- WHAT YOU WILL DO
Starting with the line that contains "the dark eye", reproduce each line through the end of the entries exactly as written.

-- Begin DATA FOR THIS EXERCISE --

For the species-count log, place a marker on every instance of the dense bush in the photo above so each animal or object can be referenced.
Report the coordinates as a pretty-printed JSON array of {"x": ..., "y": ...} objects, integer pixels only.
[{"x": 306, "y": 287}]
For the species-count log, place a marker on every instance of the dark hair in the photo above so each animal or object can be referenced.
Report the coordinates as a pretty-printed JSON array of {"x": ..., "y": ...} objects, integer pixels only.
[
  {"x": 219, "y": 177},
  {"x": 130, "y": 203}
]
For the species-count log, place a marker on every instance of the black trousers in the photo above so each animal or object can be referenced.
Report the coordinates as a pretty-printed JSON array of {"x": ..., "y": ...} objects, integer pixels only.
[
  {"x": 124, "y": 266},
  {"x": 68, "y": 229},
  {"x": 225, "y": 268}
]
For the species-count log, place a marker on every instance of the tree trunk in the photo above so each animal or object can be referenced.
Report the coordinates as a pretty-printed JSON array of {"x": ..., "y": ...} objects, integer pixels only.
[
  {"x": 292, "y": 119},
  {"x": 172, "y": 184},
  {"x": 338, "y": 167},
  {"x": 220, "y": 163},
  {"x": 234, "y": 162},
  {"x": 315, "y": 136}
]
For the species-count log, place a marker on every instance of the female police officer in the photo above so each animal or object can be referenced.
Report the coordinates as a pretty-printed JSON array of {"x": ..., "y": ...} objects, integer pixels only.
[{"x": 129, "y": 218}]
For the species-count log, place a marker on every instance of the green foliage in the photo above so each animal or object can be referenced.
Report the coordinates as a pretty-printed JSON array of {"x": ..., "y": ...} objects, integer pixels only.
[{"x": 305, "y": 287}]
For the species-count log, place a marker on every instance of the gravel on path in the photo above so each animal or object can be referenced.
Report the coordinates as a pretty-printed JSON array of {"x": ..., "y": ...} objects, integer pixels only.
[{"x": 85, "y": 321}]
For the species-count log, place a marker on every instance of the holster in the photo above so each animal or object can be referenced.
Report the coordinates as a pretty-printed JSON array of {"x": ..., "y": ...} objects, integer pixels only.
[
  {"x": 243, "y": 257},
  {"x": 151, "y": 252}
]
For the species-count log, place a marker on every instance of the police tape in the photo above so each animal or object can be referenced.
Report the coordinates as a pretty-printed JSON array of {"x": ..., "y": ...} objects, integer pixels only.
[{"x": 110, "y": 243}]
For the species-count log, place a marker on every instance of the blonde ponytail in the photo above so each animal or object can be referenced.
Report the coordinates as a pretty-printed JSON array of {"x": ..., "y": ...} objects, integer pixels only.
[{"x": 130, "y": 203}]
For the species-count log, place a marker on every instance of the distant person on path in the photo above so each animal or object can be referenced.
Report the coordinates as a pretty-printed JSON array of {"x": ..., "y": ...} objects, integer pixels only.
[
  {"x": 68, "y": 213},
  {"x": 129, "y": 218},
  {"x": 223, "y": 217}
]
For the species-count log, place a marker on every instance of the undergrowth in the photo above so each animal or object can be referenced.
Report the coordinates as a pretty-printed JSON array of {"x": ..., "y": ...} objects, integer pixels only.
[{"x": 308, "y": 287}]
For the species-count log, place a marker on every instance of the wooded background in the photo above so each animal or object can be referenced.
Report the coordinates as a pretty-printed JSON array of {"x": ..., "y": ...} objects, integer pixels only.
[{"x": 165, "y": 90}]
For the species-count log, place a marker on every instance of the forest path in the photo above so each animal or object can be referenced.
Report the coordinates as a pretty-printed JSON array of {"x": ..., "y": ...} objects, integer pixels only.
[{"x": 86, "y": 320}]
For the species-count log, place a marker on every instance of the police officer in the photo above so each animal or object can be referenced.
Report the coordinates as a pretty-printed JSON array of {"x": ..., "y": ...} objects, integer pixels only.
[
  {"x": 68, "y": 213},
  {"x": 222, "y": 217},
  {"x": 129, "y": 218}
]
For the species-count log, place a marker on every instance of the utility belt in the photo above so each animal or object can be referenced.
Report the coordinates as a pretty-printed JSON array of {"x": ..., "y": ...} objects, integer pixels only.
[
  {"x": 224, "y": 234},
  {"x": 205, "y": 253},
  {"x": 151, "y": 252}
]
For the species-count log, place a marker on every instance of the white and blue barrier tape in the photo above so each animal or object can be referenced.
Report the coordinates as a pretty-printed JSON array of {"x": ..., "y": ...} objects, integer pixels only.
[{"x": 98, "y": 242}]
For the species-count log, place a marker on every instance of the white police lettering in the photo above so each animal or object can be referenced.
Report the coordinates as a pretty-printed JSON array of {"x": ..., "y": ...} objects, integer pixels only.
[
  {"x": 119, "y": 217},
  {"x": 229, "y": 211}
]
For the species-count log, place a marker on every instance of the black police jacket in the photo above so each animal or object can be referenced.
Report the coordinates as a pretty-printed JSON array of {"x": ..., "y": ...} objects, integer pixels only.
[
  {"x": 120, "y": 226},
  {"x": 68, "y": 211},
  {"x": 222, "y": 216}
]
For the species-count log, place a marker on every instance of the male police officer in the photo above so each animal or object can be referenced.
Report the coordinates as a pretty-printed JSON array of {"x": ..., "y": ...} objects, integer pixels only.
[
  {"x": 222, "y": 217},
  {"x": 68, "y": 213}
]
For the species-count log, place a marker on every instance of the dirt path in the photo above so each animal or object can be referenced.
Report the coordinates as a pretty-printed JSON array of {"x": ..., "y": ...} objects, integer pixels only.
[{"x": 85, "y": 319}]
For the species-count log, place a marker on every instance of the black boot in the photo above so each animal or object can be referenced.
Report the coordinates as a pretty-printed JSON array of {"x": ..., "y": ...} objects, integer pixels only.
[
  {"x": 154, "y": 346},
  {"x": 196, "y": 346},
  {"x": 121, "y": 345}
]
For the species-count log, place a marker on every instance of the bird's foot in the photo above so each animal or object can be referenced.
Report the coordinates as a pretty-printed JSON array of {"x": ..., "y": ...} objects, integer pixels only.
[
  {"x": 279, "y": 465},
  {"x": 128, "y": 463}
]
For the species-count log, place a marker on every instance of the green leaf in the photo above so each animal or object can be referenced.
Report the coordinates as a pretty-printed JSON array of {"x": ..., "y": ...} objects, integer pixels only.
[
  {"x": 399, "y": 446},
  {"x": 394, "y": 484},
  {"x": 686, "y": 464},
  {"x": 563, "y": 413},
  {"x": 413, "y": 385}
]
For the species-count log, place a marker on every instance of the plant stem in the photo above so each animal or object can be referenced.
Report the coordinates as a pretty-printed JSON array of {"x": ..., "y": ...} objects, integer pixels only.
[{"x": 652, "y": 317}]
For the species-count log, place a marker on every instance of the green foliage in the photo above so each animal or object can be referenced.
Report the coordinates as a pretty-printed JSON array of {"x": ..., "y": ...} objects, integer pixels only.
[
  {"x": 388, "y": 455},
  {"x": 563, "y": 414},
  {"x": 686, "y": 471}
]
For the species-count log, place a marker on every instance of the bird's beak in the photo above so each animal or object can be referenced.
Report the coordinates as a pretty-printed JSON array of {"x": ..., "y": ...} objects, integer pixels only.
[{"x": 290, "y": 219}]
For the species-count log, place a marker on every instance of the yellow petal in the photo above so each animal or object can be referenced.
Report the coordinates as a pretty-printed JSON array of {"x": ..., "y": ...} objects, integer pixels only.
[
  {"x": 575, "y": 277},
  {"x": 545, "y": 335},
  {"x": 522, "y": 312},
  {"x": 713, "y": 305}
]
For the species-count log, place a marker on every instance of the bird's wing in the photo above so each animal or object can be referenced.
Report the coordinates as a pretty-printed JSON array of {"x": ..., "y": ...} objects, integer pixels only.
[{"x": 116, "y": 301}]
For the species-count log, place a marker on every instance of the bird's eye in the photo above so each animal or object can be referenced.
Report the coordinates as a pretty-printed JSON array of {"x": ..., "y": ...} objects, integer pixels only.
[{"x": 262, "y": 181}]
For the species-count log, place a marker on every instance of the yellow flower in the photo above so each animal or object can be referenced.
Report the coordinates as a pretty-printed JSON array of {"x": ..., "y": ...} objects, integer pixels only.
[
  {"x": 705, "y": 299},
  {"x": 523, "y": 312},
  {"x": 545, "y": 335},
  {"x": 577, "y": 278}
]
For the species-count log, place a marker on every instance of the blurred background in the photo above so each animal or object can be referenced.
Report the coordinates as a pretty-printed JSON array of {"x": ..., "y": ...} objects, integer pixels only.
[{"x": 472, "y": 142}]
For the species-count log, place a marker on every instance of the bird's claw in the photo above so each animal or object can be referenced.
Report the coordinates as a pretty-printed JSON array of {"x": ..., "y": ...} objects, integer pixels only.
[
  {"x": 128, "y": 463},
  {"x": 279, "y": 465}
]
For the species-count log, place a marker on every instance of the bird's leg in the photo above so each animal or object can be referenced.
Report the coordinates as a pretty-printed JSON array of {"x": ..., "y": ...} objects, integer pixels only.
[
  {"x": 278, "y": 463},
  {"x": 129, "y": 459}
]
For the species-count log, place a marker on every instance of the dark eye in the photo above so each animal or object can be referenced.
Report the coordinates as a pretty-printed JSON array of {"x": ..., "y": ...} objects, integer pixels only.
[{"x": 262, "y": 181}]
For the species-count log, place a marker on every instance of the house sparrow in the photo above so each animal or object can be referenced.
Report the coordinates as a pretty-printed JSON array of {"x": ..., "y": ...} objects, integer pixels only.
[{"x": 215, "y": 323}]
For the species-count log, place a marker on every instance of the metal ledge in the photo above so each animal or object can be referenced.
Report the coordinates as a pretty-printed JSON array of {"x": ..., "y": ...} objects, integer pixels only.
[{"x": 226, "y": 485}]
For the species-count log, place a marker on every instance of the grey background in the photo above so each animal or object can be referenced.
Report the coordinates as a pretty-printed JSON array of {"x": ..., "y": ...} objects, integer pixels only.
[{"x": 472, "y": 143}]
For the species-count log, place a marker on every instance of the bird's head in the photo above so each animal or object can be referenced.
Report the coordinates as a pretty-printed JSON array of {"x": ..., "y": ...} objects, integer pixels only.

-- End DATA FOR THIS EXERCISE --

- RESULT OF THE TASK
For the species-count log, place a marker on every instance of the dark eye in the photo above so each animal or object can be referenced.
Report the coordinates as a pretty-printed JSON array of {"x": ..., "y": ...} objects, integer pixels only.
[{"x": 262, "y": 181}]
For the species-count log, place a marker on every instance of the house sparrow in the photo above so each animal or object can be referenced.
Report the coordinates as a pretty-printed JSON array of {"x": ..., "y": ...} objects, integer pixels only.
[{"x": 215, "y": 323}]
For the species-count log, place a marker on every instance of the metal ledge in the photo above so each animal or object can be referenced.
Report the coordinates as a pretty-printed JSON array of {"x": ..., "y": ...} objects, integer pixels only.
[{"x": 226, "y": 485}]
For the species-count log, place a marker on every instance of the grey background in the photo above so each animal or object can be referenced.
Report the coordinates as a pretty-printed JSON array of {"x": ..., "y": ...} objects, integer pixels only.
[{"x": 472, "y": 143}]
For the species-count log, place a marker on every instance of the bird's head in the photo above so each animal or object can be referenced.
Report the coordinates as a pretty-printed JSON array of {"x": ..., "y": ...} objects, integer pixels only.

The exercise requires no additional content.